== Problem to solve ==
Reproduce verbatim the part of the book abstract below that begins at the words "Leading Change Through" and ends after "testing potential solutions.".

== Given text ==
▽

Abstract

Leading Change Through Evaluation: Improvement Science in Action, by Kristen L. Rohanna, provides an introduction to continuous improvement tools, improvement science concepts, and systems and complexity science thinking. In this insightful and easily digested book, Rohanna offers both evaluators and non-evaluators a roadmap to navigate complex problems to incite and sustain positive change. Rohanna defines improvement science as a systematic approach that “not only seeks to improve a problem but also the system in which the problem is situated” (p. 14). In the book, improvement science is presented as a type of participatory evaluation with formative aims whereby stakeholders collaborate to understand a problem, identify potential theories about why it exists, and engage in an iterative process of testing potential solutions.

△

== Source excerpt ==
▽

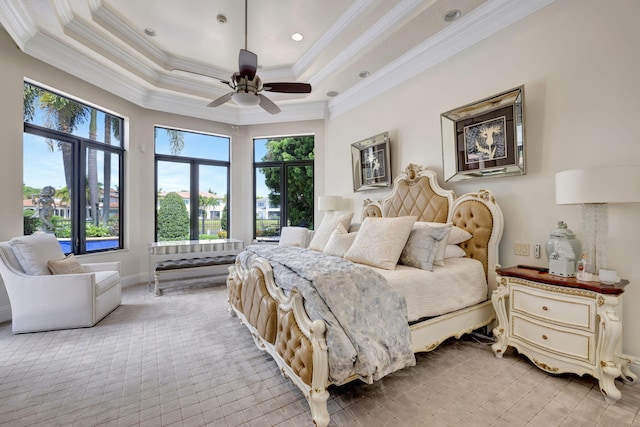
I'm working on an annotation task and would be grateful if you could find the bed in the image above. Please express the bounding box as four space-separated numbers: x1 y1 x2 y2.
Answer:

△

== Solution to this task ==
Leading Change Through Evaluation: Improvement Science in Action, by Kristen L. Rohanna, provides an introduction to continuous improvement tools, improvement science concepts, and systems and complexity science thinking. In this insightful and easily digested book, Rohanna offers both evaluators and non-evaluators a roadmap to navigate complex problems to incite and sustain positive change. Rohanna defines improvement science as a systematic approach that “not only seeks to improve a problem but also the system in which the problem is situated” (p. 14). In the book, improvement science is presented as a type of participatory evaluation with formative aims whereby stakeholders collaborate to understand a problem, identify potential theories about why it exists, and engage in an iterative process of testing potential solutions.